**Your goal:** The answer should be every line below, repeated exactly, with the images left out.

(Recorded data Opens)

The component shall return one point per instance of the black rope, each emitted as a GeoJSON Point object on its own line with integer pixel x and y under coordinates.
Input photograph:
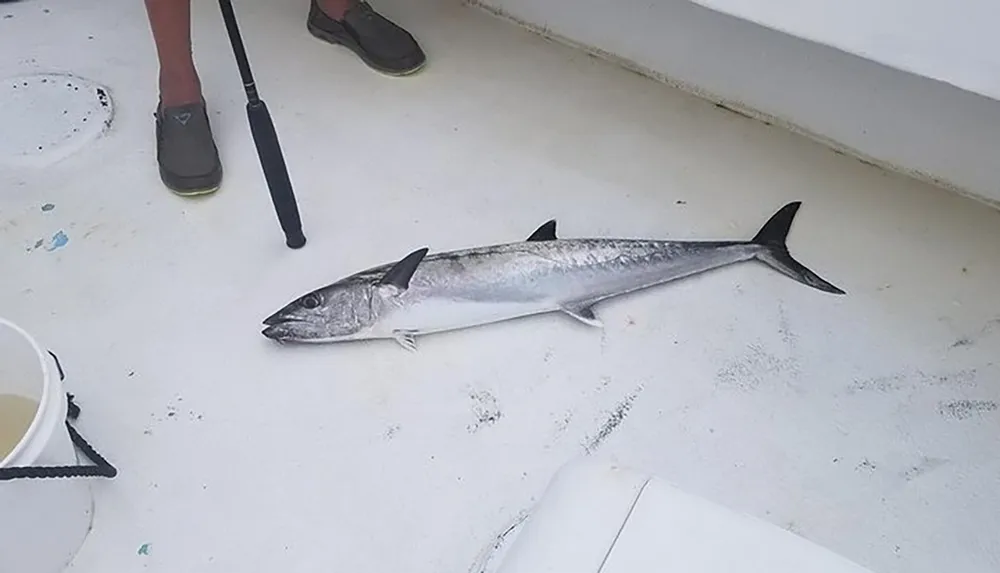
{"type": "Point", "coordinates": [101, 467]}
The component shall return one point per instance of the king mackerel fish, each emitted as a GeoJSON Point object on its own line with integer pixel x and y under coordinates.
{"type": "Point", "coordinates": [425, 293]}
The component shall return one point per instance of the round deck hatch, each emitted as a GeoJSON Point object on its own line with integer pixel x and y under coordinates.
{"type": "Point", "coordinates": [47, 117]}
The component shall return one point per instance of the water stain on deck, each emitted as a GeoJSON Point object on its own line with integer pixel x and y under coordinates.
{"type": "Point", "coordinates": [965, 409]}
{"type": "Point", "coordinates": [613, 421]}
{"type": "Point", "coordinates": [486, 410]}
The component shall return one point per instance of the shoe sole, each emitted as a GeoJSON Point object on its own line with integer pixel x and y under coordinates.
{"type": "Point", "coordinates": [354, 47]}
{"type": "Point", "coordinates": [184, 191]}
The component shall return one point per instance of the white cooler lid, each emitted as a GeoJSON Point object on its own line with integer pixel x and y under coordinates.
{"type": "Point", "coordinates": [596, 517]}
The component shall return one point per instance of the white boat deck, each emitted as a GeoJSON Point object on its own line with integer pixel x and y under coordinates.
{"type": "Point", "coordinates": [867, 423]}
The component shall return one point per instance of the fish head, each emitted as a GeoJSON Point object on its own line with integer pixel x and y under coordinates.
{"type": "Point", "coordinates": [341, 311]}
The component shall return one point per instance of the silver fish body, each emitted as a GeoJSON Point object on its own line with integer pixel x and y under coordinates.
{"type": "Point", "coordinates": [426, 293]}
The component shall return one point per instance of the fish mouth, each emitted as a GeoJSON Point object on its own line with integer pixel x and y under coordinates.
{"type": "Point", "coordinates": [278, 318]}
{"type": "Point", "coordinates": [277, 326]}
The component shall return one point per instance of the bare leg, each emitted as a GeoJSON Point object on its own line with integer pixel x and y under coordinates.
{"type": "Point", "coordinates": [185, 148]}
{"type": "Point", "coordinates": [170, 22]}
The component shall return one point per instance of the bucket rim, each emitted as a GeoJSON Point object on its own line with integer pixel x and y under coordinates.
{"type": "Point", "coordinates": [36, 421]}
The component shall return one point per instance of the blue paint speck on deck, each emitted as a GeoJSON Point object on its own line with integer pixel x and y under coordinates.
{"type": "Point", "coordinates": [59, 240]}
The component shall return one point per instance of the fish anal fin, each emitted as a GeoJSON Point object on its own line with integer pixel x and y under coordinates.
{"type": "Point", "coordinates": [546, 232]}
{"type": "Point", "coordinates": [584, 312]}
{"type": "Point", "coordinates": [398, 277]}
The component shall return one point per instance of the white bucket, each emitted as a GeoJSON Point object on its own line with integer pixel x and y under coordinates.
{"type": "Point", "coordinates": [43, 522]}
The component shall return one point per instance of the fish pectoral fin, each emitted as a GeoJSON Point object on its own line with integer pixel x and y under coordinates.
{"type": "Point", "coordinates": [398, 277]}
{"type": "Point", "coordinates": [406, 338]}
{"type": "Point", "coordinates": [584, 313]}
{"type": "Point", "coordinates": [547, 232]}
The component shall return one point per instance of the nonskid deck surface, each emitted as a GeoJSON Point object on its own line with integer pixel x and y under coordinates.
{"type": "Point", "coordinates": [741, 385]}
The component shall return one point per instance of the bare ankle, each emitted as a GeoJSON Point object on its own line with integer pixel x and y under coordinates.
{"type": "Point", "coordinates": [178, 87]}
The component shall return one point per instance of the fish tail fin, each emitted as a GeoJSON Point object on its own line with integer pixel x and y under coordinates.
{"type": "Point", "coordinates": [772, 237]}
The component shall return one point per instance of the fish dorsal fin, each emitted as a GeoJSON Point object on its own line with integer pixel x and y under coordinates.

(Recorded data Closes)

**Result below:**
The component shall return one point per instance of the black rope, each emitted as a GeoJSON Point object on its own line with integer pixel x and y under coordinates.
Input photograph:
{"type": "Point", "coordinates": [101, 467]}
The component shall return one point per instance of the king mackerel fish, each emitted as a GeoJSON Point object on its own line with integer pixel x and y under coordinates.
{"type": "Point", "coordinates": [425, 293]}
The component shall return one point per instance of the round deck hatch, each emitted as a GeoJSON Point object on its own line with integer pixel x and y under coordinates.
{"type": "Point", "coordinates": [47, 117]}
The component shall return one point per instance of the water stain on deck, each emitted as a GeoJSON Point object on its own line with integer pixel x and y under coordinates.
{"type": "Point", "coordinates": [965, 409]}
{"type": "Point", "coordinates": [613, 421]}
{"type": "Point", "coordinates": [486, 410]}
The component shall return one point per instance of the shoe sole, each emitted as a GeoJSON Point object on its own line with integer pixel x and y under coordinates.
{"type": "Point", "coordinates": [354, 47]}
{"type": "Point", "coordinates": [184, 191]}
The component shall return one point per instance of the white cooler lid, each emitted as a GeoJSON Point object on its own line with integer pixel x and y under coordinates.
{"type": "Point", "coordinates": [596, 517]}
The component shall return one point per instance of the white boat deck, each emitted as a GeoJSON Point object on its own line with integer pixel x and y under coordinates.
{"type": "Point", "coordinates": [867, 423]}
The component shall return one point per instance of the fish head, each emitted as a GeoJSON Point object on its own line with integer pixel x and y under coordinates.
{"type": "Point", "coordinates": [341, 311]}
The component shall return one point per instance of the silver fish body, each emitted as a GeoJSON Point object on its own line with integer pixel x and y under coordinates.
{"type": "Point", "coordinates": [426, 293]}
The component shall return one point per instance of the fish mouth, each emitted as a GeoJSON Point object on its own line with integer pixel x and y under coordinates.
{"type": "Point", "coordinates": [278, 318]}
{"type": "Point", "coordinates": [277, 326]}
The component shall return one point per instance of the bare leg, each emitted as a GeoJSON Point object on its own line with integer pixel x and y under coordinates.
{"type": "Point", "coordinates": [185, 148]}
{"type": "Point", "coordinates": [170, 22]}
The component shall return one point per instance of the bucket rim, each emitted as a GeoJSON Point object on its own line with integer pixel x and y under coordinates.
{"type": "Point", "coordinates": [36, 421]}
The component shall return one point per instance of the blue paint speck on deck, each emitted as a GeoJSON Point object on its own line with integer pixel x and y under coordinates.
{"type": "Point", "coordinates": [59, 240]}
The component shall return one point per instance of the fish anal fin, each emitted as a GeoJSON Point object on its own line with integer pixel x and y under coordinates.
{"type": "Point", "coordinates": [546, 232]}
{"type": "Point", "coordinates": [584, 312]}
{"type": "Point", "coordinates": [398, 277]}
The component shall return one point per instance of the white bucket, each emitted as a GeoJSON Point object on its own line with integer pixel x and y under coordinates.
{"type": "Point", "coordinates": [43, 522]}
The component shall return one point per instance of the fish pectoral fin, each emitted as a GeoJSON Point object on its own line with integer pixel x and y under coordinates.
{"type": "Point", "coordinates": [398, 277]}
{"type": "Point", "coordinates": [406, 338]}
{"type": "Point", "coordinates": [584, 313]}
{"type": "Point", "coordinates": [547, 232]}
The component shall return one point per instance of the nonskid deck surface, each emitted as a GeoJSON Point object on its own line with integer pixel x and y under coordinates.
{"type": "Point", "coordinates": [741, 385]}
The component shall return one point per instance of the bare ankle, each emitted as a GeoJSON Point object on its own line with integer pixel x and y under coordinates.
{"type": "Point", "coordinates": [178, 87]}
The component shall return one point per instance of the fish tail fin, each emitted as a GeoJSON Point object on its own line with integer pixel x and y under coordinates.
{"type": "Point", "coordinates": [772, 237]}
The component shall return one point per instance of the fish dorsal fin, each emitted as a GeoJSON Point object on its own line with integer pixel x and y under coordinates.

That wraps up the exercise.